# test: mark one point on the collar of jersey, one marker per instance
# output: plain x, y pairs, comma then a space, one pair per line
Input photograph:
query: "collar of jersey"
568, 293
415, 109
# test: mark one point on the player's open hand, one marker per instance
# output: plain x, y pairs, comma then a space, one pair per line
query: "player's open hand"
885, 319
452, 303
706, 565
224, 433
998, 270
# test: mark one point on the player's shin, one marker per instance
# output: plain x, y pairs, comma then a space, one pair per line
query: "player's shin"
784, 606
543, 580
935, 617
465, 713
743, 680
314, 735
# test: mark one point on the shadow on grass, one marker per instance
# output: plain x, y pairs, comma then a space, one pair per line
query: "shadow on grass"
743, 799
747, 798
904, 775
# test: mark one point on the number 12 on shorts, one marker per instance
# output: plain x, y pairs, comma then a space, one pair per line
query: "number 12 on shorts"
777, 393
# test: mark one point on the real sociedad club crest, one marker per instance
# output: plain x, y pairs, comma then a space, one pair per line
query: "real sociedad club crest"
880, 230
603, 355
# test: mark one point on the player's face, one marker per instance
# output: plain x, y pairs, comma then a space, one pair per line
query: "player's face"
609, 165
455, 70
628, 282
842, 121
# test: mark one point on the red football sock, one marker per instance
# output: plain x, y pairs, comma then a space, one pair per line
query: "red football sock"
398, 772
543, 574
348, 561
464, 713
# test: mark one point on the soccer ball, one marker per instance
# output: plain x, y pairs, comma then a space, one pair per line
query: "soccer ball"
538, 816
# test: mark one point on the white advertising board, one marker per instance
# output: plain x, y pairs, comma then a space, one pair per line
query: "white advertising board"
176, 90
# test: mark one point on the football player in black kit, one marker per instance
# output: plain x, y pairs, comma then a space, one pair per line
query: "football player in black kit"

......

Write the listing out again, exactly as shown above.

# test: mark one point on the collar of jersey, one marker per instance
# output: plain x, y pairs, comma then a space, one pair per line
Input photograph:
query: "collar of jersey"
568, 293
415, 109
# test: mark one point on the player's open hand, one marker per instance
# output: plain x, y pairs, comma then a space, one pair per line
query: "player's open hand"
885, 319
452, 303
706, 565
224, 433
998, 270
# test: mark one point on the player's shin, one marker per instance
# output: plain x, y pairs, comma then a space, one pair per line
query: "player's shin"
784, 606
543, 580
935, 617
465, 713
743, 680
314, 735
# test: mark one point on the shadow on grass, one marker per instance
# output: plain x, y pairs, comma then a space, one pair per line
query: "shadow on grass"
743, 799
747, 798
904, 775
# test: mark one point on the number 12 on shorts, one marker per instance
# output: plain x, y pairs, comma then a space, one pair per line
query: "number 12 on shorts"
777, 393
# test: mark one point on the real sociedad club crest, one marker per instance
# output: plain x, y pairs, comma then a space, one pair per line
query: "real sociedad club crest"
880, 230
603, 355
# test: mark one point on the player's face, one marker per instance
# output: plain x, y pairs, comma then a space, one pair per line
query: "player's face"
609, 165
455, 70
628, 282
842, 121
# test: mark one point on the red football sock, one marker per instance
# output: plain x, y pairs, comma then a space, one pair per line
query: "red football sock"
398, 772
543, 574
348, 561
464, 713
# test: mark one point on the soccer ball, one marker per instance
# output: plain x, y pairs, comma then a space, one pair per line
query: "soccer ball"
538, 816
# test: mark one point on the white advertising board, one marker per instance
# output: plain x, y pairs, comma then a space, one pair per line
query: "white advertising board"
176, 90
# test: mark one point on the football player in black kit, one marker per instance
# output: plain x, y pairs, comma then a space, one pair per line
query: "football player in black kit"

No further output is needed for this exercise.